◆ **Dataset entries**
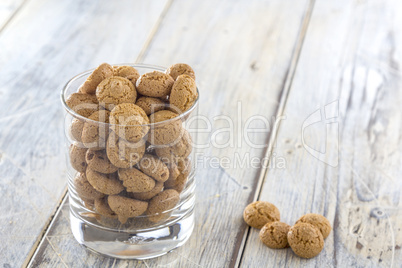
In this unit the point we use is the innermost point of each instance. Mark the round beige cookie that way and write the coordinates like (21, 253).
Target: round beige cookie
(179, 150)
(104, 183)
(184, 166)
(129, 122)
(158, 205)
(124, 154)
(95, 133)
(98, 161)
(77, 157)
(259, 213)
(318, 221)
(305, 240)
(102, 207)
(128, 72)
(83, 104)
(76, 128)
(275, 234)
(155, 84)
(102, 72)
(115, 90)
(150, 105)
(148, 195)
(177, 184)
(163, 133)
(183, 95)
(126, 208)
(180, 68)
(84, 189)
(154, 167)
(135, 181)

--

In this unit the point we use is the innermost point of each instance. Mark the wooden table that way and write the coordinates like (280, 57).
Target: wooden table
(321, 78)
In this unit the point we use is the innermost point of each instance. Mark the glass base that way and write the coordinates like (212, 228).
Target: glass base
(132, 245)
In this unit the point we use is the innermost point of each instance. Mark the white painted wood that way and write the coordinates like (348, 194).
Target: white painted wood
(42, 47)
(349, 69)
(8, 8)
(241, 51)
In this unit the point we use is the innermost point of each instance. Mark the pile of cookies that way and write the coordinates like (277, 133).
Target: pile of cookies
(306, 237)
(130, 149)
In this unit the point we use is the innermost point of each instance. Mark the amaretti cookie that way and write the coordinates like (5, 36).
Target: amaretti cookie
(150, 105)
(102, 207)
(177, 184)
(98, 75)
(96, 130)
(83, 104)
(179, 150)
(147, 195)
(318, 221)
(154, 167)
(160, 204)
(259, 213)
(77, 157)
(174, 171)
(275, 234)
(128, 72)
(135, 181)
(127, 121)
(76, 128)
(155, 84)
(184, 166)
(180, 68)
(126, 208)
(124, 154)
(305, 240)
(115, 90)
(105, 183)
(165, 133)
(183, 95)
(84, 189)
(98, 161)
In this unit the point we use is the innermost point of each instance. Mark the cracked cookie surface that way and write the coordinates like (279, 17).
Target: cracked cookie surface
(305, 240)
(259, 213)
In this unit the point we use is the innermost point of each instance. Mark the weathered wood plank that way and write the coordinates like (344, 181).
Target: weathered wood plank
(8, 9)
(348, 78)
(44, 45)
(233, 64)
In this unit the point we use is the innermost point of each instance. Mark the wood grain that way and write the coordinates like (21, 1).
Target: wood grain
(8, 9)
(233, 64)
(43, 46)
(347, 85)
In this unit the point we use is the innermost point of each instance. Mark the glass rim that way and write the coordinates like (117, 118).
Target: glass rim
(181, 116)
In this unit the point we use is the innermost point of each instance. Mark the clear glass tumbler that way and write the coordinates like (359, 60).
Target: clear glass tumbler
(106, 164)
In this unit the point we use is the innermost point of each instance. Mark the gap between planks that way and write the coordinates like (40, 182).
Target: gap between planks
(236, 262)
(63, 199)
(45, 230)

◆ **WRITTEN TASK**
Copy each line in the rows above that contains the word "grain". Treat uppercase and lowercase as different.

◆ **SOLUTION TO THIS TASK**
In this unit the point we use is the innermost point of each instance. Mark the wood grain that way and write the coordinates like (21, 1).
Target: wood grain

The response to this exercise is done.